Take the data below. Output it exactly from its first line through the line containing "Label a point on each instance of the tree trunk".

>>>>>

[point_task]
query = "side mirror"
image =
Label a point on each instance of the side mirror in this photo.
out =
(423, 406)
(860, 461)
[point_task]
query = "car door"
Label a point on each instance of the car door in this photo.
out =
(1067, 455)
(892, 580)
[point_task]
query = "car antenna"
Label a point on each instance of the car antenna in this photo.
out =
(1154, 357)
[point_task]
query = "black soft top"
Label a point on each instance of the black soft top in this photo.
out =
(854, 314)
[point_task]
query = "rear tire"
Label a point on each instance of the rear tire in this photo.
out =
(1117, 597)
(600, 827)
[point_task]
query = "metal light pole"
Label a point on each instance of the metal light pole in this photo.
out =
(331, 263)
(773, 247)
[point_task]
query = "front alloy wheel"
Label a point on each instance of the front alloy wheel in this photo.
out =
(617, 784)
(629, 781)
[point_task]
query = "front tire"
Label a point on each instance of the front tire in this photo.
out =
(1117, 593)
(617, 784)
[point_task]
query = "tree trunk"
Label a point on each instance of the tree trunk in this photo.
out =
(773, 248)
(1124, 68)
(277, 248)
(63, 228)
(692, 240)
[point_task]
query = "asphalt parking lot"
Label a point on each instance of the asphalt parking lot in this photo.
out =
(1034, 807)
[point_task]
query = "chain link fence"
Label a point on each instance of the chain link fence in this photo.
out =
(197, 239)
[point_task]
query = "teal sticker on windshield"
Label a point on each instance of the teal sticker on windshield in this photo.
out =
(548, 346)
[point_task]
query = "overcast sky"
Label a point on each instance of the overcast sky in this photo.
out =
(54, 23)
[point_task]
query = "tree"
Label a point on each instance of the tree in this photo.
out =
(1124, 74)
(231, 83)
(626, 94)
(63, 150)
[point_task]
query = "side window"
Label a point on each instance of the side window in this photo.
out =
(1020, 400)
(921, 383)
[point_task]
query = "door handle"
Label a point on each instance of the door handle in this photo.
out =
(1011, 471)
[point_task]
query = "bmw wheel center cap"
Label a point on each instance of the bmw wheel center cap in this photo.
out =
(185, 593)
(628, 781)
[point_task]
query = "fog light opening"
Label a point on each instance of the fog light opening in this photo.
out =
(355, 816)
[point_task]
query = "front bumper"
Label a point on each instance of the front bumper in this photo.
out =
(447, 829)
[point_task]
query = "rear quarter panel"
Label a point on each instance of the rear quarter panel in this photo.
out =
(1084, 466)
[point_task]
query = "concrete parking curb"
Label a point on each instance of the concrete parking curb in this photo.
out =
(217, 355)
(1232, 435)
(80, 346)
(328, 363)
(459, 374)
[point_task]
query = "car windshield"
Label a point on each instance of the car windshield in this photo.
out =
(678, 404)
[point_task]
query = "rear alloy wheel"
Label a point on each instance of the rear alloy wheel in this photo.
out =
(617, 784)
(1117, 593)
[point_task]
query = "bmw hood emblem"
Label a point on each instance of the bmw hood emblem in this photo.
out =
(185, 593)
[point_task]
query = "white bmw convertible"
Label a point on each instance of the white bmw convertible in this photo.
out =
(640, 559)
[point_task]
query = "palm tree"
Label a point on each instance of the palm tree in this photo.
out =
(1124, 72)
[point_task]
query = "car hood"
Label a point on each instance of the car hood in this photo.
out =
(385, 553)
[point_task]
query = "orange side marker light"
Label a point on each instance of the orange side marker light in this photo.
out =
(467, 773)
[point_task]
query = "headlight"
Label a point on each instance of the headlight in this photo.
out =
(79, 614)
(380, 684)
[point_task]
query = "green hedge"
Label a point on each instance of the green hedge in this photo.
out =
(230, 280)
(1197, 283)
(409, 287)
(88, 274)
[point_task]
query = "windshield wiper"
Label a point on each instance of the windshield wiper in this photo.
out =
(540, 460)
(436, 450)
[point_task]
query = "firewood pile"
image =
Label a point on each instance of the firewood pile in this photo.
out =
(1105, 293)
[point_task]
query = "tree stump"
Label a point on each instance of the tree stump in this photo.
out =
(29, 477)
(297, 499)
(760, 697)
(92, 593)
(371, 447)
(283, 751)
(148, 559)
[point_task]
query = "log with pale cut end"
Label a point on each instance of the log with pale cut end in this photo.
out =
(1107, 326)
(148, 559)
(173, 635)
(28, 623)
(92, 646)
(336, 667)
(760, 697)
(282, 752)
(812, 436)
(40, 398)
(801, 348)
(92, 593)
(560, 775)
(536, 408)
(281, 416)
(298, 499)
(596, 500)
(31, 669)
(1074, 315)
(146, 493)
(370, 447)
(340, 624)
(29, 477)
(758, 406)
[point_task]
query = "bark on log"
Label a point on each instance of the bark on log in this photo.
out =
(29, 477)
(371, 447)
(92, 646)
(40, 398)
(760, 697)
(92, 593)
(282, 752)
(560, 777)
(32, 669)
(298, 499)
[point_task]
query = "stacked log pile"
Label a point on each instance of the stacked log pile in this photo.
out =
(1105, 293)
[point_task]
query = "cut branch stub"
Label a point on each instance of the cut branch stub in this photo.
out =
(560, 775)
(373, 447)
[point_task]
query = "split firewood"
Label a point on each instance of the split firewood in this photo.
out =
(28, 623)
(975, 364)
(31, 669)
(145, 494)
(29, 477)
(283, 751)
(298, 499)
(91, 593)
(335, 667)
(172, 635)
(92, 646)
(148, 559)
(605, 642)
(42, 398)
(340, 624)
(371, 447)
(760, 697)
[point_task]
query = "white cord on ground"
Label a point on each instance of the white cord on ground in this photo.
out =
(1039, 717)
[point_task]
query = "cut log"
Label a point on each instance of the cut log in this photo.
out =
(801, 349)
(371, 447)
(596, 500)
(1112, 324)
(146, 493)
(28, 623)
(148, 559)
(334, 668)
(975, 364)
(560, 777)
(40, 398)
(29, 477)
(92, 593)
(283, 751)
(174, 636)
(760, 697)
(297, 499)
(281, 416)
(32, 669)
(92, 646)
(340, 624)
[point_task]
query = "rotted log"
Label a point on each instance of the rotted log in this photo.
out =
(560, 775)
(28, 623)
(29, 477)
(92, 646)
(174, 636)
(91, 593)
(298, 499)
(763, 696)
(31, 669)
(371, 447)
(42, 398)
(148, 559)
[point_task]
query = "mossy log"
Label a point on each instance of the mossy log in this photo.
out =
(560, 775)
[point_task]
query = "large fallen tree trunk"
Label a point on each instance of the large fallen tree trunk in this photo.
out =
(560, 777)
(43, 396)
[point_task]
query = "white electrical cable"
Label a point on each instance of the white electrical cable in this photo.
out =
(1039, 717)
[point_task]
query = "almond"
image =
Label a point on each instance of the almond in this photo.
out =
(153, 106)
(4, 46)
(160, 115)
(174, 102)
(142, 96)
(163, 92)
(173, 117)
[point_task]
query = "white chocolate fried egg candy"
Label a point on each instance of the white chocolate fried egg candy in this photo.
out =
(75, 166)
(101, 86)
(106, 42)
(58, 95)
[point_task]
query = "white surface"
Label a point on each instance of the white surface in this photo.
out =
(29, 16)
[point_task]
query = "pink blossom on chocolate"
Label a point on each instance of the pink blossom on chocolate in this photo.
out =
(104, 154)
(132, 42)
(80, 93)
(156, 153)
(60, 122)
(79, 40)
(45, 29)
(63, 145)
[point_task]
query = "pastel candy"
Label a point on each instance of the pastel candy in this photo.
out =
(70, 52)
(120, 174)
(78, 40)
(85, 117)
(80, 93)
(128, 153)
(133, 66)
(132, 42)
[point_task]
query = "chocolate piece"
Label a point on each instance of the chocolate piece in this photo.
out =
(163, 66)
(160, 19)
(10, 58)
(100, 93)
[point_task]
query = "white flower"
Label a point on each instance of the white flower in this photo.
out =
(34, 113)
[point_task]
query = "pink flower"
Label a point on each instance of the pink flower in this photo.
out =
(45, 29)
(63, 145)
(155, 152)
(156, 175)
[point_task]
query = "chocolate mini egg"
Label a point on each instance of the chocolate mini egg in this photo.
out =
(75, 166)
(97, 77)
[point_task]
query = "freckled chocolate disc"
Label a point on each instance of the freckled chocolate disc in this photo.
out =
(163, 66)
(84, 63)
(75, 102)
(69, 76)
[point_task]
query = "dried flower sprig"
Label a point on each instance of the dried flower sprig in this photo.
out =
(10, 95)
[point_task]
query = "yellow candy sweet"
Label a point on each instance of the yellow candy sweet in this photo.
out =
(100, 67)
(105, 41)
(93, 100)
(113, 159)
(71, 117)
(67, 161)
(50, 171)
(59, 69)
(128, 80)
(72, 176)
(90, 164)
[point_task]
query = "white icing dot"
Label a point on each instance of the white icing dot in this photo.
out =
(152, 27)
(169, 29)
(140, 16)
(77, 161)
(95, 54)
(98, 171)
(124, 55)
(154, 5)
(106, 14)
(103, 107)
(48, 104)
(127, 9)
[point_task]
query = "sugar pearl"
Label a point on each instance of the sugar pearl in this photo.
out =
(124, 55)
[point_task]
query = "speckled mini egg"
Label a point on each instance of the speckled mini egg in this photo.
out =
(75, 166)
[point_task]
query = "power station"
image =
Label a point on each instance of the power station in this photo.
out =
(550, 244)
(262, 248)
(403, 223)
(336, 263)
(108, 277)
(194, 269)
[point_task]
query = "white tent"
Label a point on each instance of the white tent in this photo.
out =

<<<<<

● **PROBLEM SOLUTION**
[point_task]
query = "side mirror"
image =
Label a point on each instance of the side mirror in this photo.
out =
(423, 406)
(860, 461)
[point_task]
query = "car door"
Label a point on each instance of the car door in this photo.
out =
(1067, 455)
(892, 580)
[point_task]
query = "car antenna"
Label a point on each instance of the car antenna in this photo.
out =
(1154, 357)
[point_task]
query = "black soft top"
Label a point on each instance of the black soft top in this photo.
out =
(854, 314)
[point_task]
query = "rear tire"
Label a point on each instance of the rear tire in this photo.
out =
(1117, 597)
(600, 827)
[point_task]
query = "metal light pole"
Label a point on each instance of the metal light pole in this photo.
out =
(331, 263)
(773, 247)
[point_task]
query = "front alloy wheel"
Label a point on each instance of the front alloy wheel in this photo.
out =
(617, 784)
(629, 781)
[point_task]
query = "front tire"
Label a point on each instance of the front tire in this photo.
out =
(1117, 593)
(617, 784)
[point_task]
query = "tree trunk"
Label a point on each instance of the tree trunk in this photo.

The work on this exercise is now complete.